:: PROBLEM TO WORK ON ::
Write out again every line of the records in the part that opens with the line containing "reads [[206, 14]]." and closes with the line containing "[[281, 49]]", requests included, offsetting each point coordinate in the answers by 16. Leave the pictures out.

Point labeling records
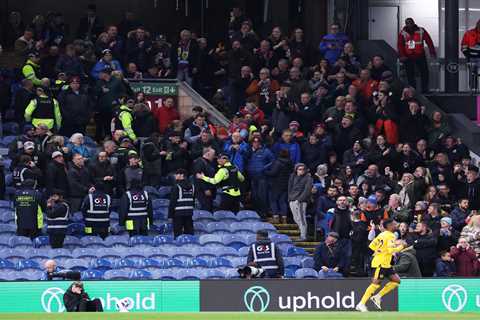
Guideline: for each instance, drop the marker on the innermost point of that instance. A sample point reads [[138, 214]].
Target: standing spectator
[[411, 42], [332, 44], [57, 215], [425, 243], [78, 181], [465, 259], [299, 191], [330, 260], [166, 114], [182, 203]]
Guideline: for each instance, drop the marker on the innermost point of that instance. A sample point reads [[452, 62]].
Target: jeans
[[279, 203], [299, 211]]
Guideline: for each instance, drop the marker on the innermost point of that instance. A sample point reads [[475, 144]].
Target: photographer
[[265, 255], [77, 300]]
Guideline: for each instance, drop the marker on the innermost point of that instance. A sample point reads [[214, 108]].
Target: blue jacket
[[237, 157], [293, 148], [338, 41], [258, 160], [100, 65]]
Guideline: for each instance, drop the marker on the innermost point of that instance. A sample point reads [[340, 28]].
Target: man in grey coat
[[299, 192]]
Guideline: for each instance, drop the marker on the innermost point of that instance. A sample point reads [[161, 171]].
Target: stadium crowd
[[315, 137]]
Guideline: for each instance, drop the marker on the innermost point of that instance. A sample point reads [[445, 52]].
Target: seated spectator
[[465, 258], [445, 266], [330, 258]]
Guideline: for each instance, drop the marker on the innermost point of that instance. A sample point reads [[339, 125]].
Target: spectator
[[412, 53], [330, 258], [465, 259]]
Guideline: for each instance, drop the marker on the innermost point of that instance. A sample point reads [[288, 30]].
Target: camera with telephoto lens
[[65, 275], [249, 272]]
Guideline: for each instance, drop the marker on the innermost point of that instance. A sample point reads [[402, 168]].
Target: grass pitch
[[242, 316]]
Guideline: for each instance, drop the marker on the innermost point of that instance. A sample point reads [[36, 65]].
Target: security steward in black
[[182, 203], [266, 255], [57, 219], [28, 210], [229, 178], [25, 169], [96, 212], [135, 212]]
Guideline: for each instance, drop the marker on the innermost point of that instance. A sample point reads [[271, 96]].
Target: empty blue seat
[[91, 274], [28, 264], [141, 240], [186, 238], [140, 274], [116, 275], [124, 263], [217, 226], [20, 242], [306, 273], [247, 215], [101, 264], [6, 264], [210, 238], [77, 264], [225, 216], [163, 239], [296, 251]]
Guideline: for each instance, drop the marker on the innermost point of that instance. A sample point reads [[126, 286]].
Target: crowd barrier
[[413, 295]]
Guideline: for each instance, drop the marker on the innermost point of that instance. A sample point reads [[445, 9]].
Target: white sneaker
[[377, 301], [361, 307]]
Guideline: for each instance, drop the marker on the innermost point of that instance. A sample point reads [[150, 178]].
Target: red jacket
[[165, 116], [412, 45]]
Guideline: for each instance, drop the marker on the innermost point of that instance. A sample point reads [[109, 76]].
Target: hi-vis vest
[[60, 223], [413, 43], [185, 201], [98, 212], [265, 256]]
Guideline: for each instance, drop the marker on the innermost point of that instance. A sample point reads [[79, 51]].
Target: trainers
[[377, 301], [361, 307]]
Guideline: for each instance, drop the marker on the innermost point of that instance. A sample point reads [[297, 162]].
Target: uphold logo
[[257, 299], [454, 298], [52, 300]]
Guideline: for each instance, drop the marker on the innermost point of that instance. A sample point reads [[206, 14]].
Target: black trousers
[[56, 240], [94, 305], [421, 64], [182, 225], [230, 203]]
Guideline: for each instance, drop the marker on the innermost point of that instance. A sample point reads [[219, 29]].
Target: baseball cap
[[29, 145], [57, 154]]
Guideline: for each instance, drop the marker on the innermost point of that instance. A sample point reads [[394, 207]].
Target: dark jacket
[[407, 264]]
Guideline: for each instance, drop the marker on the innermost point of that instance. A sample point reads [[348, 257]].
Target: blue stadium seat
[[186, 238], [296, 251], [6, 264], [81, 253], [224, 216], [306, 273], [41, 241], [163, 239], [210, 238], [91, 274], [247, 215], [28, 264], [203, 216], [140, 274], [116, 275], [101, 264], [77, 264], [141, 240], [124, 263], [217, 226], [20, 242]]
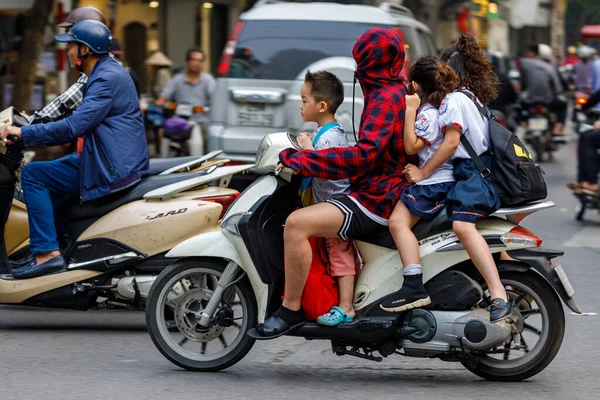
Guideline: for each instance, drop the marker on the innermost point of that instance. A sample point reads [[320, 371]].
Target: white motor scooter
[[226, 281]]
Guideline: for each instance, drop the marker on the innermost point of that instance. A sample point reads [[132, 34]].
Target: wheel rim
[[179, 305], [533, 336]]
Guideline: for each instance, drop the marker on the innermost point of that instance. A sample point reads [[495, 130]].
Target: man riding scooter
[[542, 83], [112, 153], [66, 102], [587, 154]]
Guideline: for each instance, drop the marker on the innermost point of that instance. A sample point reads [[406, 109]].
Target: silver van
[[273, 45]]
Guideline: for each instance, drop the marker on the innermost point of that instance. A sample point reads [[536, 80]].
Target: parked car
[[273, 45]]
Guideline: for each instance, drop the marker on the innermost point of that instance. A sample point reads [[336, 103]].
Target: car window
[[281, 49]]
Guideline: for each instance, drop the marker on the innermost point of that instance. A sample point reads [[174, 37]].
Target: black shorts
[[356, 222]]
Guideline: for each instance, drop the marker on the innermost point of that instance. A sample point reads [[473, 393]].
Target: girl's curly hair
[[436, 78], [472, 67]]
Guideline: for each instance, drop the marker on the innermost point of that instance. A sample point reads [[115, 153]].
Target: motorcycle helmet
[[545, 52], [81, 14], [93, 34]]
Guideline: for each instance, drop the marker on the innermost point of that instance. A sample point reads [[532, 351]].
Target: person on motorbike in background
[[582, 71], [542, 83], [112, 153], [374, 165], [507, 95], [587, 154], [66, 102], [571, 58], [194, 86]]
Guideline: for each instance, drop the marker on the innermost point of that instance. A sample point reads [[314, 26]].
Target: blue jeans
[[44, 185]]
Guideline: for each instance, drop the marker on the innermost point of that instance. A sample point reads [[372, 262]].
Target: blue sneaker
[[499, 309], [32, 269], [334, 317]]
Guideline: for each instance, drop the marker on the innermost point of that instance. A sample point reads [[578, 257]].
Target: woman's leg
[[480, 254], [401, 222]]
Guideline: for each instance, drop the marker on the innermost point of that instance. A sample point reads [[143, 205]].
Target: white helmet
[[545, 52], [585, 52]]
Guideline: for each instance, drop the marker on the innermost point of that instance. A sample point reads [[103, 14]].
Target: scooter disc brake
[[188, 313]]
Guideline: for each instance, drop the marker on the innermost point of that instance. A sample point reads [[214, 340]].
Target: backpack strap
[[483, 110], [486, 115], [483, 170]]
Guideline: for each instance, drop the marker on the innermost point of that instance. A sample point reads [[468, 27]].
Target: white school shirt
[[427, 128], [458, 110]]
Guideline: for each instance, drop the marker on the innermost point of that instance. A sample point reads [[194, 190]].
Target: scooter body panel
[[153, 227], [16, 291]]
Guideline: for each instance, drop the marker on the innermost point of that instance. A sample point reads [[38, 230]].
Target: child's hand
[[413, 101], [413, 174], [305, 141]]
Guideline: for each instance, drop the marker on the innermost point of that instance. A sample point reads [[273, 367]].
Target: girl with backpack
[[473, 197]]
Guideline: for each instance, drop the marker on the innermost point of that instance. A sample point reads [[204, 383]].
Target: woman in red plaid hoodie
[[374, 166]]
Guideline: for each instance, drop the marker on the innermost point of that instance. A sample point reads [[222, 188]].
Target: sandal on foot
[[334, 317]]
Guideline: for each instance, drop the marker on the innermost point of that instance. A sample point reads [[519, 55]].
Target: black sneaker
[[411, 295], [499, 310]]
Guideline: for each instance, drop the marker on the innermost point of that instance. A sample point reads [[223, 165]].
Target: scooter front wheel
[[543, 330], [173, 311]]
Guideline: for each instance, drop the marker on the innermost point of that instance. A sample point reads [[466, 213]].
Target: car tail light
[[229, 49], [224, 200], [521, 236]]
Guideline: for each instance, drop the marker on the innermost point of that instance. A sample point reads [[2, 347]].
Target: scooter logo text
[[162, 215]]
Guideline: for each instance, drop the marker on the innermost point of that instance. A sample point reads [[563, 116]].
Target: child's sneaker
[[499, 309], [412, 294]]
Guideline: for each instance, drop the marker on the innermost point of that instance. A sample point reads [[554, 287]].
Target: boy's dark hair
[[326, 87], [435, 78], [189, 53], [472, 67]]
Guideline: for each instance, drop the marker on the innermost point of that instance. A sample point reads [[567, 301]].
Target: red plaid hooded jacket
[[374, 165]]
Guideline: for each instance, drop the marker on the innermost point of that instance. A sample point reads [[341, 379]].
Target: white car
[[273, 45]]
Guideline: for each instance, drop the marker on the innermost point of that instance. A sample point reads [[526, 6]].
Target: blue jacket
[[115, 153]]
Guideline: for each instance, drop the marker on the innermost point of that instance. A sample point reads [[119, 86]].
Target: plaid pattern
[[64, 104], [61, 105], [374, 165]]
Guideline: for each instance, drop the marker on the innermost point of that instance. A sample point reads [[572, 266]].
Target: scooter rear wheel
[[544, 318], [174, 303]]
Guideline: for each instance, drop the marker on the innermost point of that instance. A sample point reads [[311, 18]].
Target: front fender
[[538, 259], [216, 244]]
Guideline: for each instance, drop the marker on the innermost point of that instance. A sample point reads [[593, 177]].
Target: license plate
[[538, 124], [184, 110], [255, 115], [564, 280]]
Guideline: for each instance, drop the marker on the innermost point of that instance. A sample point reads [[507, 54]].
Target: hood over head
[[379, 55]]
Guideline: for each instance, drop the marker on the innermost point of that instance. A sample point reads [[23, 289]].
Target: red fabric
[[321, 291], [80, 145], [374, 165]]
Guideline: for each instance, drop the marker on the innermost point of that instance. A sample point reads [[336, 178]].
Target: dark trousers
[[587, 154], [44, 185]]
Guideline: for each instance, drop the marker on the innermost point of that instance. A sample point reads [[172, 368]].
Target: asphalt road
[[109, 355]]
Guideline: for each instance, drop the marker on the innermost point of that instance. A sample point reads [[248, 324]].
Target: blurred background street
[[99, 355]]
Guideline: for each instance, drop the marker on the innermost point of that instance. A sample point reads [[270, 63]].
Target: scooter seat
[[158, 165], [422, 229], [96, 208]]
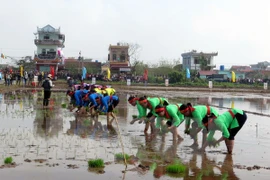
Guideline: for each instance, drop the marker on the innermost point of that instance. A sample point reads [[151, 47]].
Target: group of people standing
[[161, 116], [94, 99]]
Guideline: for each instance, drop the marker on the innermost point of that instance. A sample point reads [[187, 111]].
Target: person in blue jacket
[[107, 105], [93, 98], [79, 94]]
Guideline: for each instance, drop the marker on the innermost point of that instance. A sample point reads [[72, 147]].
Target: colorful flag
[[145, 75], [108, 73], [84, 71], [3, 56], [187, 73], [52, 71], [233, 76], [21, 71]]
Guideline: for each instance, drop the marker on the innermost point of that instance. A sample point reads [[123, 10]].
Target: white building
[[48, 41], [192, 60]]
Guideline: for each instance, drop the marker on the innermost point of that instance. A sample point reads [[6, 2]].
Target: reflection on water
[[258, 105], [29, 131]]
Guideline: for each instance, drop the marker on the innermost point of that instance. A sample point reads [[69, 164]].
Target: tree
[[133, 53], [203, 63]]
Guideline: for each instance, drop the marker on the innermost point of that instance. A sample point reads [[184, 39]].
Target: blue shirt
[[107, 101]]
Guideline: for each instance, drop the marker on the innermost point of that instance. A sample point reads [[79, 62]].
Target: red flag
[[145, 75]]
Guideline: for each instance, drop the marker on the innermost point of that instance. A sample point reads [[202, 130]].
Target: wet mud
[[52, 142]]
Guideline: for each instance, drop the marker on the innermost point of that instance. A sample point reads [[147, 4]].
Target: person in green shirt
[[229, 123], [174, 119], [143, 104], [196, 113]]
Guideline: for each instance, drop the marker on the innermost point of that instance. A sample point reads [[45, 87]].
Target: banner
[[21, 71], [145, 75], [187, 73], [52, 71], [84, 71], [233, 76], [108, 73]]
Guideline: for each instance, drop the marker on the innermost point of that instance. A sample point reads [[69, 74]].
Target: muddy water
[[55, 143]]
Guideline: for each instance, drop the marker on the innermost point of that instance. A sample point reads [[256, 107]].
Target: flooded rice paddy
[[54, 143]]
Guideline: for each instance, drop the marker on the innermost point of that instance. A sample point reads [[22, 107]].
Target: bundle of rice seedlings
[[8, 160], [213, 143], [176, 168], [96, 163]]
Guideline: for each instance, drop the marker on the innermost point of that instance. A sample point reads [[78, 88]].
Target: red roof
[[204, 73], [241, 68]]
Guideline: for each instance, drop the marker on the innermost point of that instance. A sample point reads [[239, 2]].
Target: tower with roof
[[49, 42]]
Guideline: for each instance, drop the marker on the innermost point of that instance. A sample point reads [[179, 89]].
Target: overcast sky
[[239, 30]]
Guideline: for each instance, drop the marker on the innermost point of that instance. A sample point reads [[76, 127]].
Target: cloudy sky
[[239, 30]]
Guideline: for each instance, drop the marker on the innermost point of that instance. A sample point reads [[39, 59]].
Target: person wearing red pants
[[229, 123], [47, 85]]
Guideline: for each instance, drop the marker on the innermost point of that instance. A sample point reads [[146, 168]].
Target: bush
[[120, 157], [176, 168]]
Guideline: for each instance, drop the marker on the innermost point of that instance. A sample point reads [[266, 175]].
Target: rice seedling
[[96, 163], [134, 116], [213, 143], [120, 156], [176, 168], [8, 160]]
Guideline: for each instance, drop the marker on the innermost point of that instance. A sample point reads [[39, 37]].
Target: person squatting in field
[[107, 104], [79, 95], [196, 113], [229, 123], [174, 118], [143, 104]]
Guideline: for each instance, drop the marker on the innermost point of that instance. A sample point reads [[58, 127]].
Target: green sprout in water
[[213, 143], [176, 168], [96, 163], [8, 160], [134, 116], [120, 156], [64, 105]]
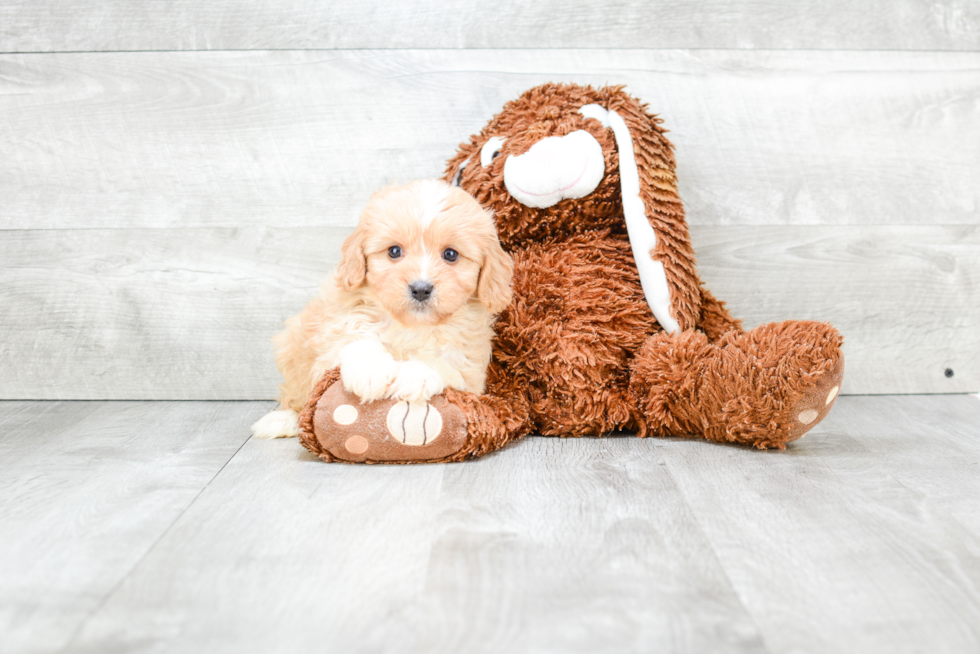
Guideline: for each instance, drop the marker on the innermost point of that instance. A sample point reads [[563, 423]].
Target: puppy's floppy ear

:: RESULT FOR THIS EXERCISE ::
Guideline: for each instance, drop the marker on the innermost point of that instance. A sample point reads [[206, 14]].
Target: black trousers
[[72, 256], [110, 321], [437, 80], [198, 241], [246, 219]]
Guideline: for each instance, drop the marker on the innermost point of that instance. A sample point reads [[219, 29]].
Target: baseball cap
[[45, 161], [73, 170]]
Guideline: for each instance, drop the marker on the innermost point of that instance. A sample point reads [[394, 207]].
Target: dark jacket
[[423, 280]]
Guideline: for each instance, drop the marker on the innermost point of that instance. A sample point reads [[348, 257]].
Target: blue stadium seat
[[202, 254], [312, 267], [22, 280], [97, 269], [240, 232], [322, 289], [57, 257], [179, 255], [226, 254], [107, 290], [263, 231], [44, 280], [219, 232], [156, 290], [132, 291], [117, 280], [93, 280], [157, 256], [140, 279], [233, 242], [36, 258]]
Guideline: for each instance, drop the marker on the innermost point of that instance. A sample point reads [[320, 371]].
Target: white motor scooter
[[242, 297]]
Guideline: for each instance, drop the marker on the innermost point of that instance. A sample point reads [[132, 34]].
Target: wheel rim
[[195, 321], [549, 352]]
Guideline: for each instance, drop the marker on the innermost point of that instance. A sample point reads [[495, 130]].
Target: man riding scooter
[[558, 99], [128, 169], [82, 118], [603, 170]]
Guideline: for each instance, drop the marker on the innermost point of that instance. A sample point reads [[406, 109]].
Target: silver van
[[289, 61]]
Guideline: for each instance, drop the marker on the innermost point of that instance. A sample point reads [[536, 80]].
Target: parked car
[[289, 61]]
Guideline: for each instance, drop the marker on the innermost point of that instance. A sample point reads [[336, 103]].
Target: car window
[[297, 65]]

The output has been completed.